◆ EXERCISE BRIEF:
Output the lines that follow exactly as they are.

◆ PROVIDED DATA:
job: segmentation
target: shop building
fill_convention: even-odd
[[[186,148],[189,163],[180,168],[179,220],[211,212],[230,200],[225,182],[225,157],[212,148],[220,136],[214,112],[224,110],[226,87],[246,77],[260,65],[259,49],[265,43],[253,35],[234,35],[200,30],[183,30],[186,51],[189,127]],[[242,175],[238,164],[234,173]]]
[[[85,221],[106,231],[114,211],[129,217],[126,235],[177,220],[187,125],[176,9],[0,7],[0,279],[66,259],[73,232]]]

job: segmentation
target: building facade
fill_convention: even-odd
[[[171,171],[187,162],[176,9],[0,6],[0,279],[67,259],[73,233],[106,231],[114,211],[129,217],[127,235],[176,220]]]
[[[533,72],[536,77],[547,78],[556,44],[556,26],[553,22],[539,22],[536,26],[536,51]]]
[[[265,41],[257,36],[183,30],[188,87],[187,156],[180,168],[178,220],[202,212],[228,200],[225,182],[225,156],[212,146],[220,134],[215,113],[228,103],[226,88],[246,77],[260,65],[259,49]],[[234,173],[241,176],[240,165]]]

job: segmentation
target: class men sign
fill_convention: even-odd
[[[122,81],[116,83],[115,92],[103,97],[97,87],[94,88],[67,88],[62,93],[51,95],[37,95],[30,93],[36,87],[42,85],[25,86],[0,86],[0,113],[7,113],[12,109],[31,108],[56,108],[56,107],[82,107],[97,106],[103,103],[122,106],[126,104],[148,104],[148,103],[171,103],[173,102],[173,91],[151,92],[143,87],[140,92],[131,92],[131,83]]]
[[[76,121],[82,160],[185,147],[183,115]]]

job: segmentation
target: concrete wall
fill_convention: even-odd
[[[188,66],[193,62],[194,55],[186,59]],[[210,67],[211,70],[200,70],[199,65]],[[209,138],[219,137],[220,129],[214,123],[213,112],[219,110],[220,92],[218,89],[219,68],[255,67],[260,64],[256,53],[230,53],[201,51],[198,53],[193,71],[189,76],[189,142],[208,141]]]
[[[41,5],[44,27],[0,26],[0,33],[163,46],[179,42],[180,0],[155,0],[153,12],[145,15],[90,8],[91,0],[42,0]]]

◆ SOLUTION BELOW:
job: segmentation
target: shop building
fill_convention: even-odd
[[[186,148],[189,163],[180,168],[179,220],[211,212],[230,200],[225,182],[225,157],[212,148],[220,136],[214,112],[224,110],[226,87],[246,77],[260,65],[259,49],[265,43],[253,35],[234,35],[200,30],[183,30],[186,51],[189,127]],[[242,175],[238,164],[234,173]]]
[[[85,221],[106,231],[114,211],[129,217],[126,235],[177,220],[187,125],[176,9],[0,7],[0,279],[66,259],[73,232]]]

job: segmentation
target: building facade
fill_convention: even-odd
[[[171,171],[187,162],[176,9],[0,6],[0,279],[67,259],[73,233],[106,231],[114,211],[129,217],[127,235],[176,220]]]
[[[533,72],[536,77],[547,78],[556,44],[556,26],[553,22],[539,22],[536,26],[536,51]]]
[[[265,41],[257,36],[183,30],[188,87],[187,156],[180,168],[178,220],[202,212],[228,200],[225,182],[225,156],[212,146],[220,134],[215,113],[228,103],[226,88],[246,77],[260,65],[259,49]],[[234,173],[241,176],[240,165]]]

job: segmentation
target: class men sign
fill_convention: even-odd
[[[122,81],[116,83],[115,92],[103,97],[97,87],[94,88],[67,88],[62,93],[51,95],[37,95],[30,93],[36,87],[42,85],[25,86],[0,86],[0,113],[7,113],[12,109],[31,108],[56,108],[56,107],[82,107],[97,106],[103,103],[122,106],[126,104],[148,104],[148,103],[171,103],[173,102],[173,91],[151,92],[143,87],[140,92],[131,92],[131,83]]]
[[[76,121],[82,160],[185,147],[183,115]]]

job: segmentation
target: concrete wall
fill_convention: even-odd
[[[188,66],[193,62],[194,55],[186,59]],[[210,67],[211,70],[200,70],[199,65]],[[209,138],[219,137],[220,129],[214,123],[213,112],[219,110],[220,92],[218,89],[219,68],[255,67],[260,64],[256,53],[230,53],[201,51],[198,53],[193,71],[189,76],[189,142],[208,141]]]
[[[41,5],[44,27],[0,26],[0,33],[163,46],[179,42],[180,0],[155,0],[153,12],[145,15],[90,8],[91,0],[42,0]]]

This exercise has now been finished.